## Record excerpts
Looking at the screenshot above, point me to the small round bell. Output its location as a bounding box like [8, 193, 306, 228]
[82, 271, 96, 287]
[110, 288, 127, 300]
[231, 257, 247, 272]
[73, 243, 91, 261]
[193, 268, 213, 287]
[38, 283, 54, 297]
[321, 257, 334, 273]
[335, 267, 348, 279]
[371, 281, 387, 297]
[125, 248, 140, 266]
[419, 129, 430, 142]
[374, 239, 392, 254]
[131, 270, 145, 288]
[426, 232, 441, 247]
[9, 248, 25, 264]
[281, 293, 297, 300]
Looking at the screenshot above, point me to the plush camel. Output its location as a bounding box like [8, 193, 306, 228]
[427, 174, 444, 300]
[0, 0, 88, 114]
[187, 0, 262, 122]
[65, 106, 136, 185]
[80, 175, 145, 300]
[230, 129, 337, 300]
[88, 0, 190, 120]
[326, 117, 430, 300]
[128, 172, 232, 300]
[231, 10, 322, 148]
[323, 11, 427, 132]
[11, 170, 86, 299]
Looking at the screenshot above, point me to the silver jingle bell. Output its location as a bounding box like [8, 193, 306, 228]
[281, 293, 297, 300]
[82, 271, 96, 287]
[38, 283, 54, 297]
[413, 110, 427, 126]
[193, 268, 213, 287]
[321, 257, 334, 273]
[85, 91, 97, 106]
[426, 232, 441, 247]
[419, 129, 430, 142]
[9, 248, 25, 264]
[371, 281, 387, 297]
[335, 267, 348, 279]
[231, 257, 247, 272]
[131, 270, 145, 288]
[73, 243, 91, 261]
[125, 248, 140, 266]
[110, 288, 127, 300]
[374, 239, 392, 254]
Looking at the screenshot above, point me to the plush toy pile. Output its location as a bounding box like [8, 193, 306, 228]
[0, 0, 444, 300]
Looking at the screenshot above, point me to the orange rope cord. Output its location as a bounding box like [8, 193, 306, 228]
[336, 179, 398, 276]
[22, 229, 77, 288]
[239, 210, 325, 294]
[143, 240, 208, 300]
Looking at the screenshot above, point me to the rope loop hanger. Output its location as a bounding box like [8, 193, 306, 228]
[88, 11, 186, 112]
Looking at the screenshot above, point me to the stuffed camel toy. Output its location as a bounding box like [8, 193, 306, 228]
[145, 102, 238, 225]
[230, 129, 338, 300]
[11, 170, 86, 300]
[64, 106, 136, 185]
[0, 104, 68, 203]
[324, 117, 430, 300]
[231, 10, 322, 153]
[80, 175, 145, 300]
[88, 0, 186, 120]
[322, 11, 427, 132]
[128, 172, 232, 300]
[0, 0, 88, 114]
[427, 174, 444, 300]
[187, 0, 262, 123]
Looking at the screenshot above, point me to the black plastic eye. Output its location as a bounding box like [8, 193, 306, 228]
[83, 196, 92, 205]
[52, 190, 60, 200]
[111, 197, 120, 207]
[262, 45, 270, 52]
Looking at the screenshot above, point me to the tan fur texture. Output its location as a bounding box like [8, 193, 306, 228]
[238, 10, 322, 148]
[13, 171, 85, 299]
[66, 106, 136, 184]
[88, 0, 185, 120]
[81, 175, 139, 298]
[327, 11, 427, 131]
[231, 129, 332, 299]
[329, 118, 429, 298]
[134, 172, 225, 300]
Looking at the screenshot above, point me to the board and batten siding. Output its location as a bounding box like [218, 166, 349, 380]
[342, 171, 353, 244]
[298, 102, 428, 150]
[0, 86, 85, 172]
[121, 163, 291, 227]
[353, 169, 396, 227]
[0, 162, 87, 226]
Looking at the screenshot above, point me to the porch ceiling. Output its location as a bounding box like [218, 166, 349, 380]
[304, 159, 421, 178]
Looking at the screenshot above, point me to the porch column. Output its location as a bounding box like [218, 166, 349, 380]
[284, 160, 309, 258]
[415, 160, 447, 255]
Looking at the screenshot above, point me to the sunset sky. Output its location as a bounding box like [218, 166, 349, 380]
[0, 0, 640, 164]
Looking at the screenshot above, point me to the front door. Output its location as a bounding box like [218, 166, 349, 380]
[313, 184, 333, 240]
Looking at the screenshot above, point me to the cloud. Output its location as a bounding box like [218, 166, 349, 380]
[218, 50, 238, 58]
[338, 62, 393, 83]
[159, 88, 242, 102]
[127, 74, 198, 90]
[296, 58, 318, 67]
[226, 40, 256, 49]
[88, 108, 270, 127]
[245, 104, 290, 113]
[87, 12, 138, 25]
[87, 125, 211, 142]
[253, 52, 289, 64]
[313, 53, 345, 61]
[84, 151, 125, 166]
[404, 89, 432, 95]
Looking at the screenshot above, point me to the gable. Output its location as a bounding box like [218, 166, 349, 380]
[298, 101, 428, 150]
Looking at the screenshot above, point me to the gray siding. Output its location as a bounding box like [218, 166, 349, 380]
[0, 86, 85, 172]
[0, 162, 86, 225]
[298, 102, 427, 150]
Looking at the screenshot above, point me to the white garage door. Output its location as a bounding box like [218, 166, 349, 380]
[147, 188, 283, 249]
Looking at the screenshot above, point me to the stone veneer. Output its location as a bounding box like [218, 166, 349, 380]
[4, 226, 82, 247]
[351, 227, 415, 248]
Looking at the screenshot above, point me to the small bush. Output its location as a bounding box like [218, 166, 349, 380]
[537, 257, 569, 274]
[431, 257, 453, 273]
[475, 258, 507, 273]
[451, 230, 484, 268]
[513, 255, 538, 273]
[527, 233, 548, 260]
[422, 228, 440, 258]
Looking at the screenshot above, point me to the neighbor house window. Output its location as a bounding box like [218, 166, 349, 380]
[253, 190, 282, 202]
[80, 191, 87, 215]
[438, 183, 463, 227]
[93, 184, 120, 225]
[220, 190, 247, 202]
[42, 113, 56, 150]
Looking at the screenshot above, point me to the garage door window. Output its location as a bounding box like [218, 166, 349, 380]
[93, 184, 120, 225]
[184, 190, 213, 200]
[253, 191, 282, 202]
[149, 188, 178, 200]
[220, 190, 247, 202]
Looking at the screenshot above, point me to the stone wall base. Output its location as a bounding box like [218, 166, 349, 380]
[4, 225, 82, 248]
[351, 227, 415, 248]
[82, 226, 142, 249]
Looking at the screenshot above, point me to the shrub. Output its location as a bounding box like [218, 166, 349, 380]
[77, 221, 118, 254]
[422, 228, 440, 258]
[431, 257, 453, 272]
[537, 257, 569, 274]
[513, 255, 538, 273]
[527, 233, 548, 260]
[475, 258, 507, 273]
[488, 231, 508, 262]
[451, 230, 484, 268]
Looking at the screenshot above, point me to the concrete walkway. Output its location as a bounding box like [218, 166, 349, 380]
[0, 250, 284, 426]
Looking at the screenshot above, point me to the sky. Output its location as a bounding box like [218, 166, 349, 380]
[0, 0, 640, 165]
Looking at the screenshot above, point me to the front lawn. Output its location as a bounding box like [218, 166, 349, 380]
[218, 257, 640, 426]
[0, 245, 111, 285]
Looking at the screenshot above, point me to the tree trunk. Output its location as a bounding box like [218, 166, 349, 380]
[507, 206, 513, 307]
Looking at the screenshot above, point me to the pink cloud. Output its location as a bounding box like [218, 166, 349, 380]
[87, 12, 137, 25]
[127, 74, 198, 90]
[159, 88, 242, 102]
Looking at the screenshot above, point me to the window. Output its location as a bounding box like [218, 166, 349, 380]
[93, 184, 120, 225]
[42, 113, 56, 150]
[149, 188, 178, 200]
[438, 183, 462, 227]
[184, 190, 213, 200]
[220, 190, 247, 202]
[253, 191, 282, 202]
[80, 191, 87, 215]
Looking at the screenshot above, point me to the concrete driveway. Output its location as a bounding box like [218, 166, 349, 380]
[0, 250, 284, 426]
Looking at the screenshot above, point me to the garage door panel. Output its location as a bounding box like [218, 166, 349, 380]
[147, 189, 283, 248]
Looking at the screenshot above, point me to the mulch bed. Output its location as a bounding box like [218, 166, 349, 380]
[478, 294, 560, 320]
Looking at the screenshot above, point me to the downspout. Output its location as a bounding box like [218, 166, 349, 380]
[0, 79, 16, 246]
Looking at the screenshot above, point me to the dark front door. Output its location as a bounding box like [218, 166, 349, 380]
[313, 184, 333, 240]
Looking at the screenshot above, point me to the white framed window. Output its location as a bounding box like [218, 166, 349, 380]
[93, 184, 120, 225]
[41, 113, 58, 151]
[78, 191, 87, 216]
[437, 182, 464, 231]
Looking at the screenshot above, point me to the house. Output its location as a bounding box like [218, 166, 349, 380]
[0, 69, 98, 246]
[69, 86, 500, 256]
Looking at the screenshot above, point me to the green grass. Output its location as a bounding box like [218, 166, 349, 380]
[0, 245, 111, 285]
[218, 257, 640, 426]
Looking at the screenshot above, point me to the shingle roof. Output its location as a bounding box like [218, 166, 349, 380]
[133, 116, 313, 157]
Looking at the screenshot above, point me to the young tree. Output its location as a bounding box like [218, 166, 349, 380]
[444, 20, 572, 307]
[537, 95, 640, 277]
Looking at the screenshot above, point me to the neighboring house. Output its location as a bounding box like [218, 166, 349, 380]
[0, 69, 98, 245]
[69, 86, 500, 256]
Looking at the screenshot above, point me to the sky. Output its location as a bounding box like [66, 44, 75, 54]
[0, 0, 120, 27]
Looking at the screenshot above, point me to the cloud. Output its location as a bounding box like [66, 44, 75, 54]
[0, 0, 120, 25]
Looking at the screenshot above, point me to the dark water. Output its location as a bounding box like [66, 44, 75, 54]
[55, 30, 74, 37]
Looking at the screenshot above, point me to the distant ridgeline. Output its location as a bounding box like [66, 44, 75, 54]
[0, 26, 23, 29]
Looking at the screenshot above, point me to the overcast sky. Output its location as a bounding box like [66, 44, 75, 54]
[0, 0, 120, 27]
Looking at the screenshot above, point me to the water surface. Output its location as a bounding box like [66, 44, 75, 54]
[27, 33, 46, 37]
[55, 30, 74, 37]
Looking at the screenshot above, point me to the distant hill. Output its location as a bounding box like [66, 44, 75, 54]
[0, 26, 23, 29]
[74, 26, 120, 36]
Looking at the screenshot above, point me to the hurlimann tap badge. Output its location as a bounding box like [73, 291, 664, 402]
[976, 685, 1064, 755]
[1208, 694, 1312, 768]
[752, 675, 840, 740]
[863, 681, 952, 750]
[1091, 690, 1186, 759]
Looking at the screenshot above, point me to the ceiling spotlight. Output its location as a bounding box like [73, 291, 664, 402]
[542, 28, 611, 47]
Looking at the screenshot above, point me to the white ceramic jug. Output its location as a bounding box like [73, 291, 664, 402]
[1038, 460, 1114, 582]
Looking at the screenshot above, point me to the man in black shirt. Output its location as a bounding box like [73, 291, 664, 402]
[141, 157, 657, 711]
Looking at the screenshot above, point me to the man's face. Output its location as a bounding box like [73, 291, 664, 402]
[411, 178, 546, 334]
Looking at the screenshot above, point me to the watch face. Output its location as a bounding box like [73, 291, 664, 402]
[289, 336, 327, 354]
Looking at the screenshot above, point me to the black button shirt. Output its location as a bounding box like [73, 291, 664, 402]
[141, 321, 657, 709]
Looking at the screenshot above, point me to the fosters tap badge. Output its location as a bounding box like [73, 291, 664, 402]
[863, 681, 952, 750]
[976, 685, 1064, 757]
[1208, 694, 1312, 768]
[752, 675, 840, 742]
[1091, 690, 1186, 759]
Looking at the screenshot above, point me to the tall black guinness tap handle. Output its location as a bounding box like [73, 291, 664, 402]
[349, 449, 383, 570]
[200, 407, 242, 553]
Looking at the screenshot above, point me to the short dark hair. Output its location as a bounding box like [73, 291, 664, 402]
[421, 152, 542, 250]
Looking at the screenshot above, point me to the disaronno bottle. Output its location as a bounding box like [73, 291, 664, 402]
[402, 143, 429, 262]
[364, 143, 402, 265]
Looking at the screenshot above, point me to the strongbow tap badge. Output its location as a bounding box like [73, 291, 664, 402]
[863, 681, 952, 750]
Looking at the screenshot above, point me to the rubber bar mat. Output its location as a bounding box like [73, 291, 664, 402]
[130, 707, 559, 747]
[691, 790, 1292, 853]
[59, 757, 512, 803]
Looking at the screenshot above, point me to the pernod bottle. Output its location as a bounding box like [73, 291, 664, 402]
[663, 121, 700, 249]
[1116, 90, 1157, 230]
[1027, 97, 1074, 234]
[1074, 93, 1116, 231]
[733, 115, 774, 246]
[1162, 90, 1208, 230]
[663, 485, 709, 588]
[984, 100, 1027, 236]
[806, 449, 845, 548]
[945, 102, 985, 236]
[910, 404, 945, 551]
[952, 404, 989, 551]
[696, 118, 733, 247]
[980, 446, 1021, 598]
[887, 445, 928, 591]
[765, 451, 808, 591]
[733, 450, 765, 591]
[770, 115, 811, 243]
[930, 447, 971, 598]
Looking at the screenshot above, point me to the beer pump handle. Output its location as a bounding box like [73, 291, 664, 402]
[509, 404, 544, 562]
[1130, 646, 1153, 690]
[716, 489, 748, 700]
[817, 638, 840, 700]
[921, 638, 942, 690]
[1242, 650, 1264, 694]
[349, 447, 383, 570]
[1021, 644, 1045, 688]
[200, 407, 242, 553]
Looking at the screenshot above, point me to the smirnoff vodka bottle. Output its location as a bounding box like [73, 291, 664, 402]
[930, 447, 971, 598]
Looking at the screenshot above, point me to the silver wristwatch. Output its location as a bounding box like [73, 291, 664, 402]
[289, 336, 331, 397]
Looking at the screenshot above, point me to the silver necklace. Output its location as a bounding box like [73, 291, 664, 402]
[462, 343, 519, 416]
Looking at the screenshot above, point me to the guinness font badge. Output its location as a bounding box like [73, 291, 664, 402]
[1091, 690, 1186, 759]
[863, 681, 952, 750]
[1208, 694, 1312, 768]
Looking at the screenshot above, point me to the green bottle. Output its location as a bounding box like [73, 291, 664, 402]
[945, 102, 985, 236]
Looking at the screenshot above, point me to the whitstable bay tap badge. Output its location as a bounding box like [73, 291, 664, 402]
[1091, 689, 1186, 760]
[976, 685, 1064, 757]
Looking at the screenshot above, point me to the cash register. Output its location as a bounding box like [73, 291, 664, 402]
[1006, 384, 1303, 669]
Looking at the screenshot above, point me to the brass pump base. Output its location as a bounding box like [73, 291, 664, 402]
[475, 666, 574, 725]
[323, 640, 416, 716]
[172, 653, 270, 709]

## Set problem
Arrange the records as a numbered list, starting at the line that contains "Looking at the screenshot above, point me to the plush camel." and ending at the line that contains "[11, 170, 86, 299]", with both of those lines included and any blank lines left out.

## Task response
1. Looking at the screenshot above, point me to the plush camel. Output its location as a bounding box like [8, 193, 306, 228]
2. [427, 174, 444, 300]
3. [0, 0, 88, 114]
4. [187, 0, 262, 122]
5. [65, 106, 136, 185]
6. [80, 175, 145, 300]
7. [230, 129, 337, 300]
8. [88, 0, 190, 120]
9. [326, 117, 430, 300]
10. [128, 172, 232, 300]
11. [231, 10, 322, 148]
12. [323, 11, 427, 132]
13. [11, 170, 86, 299]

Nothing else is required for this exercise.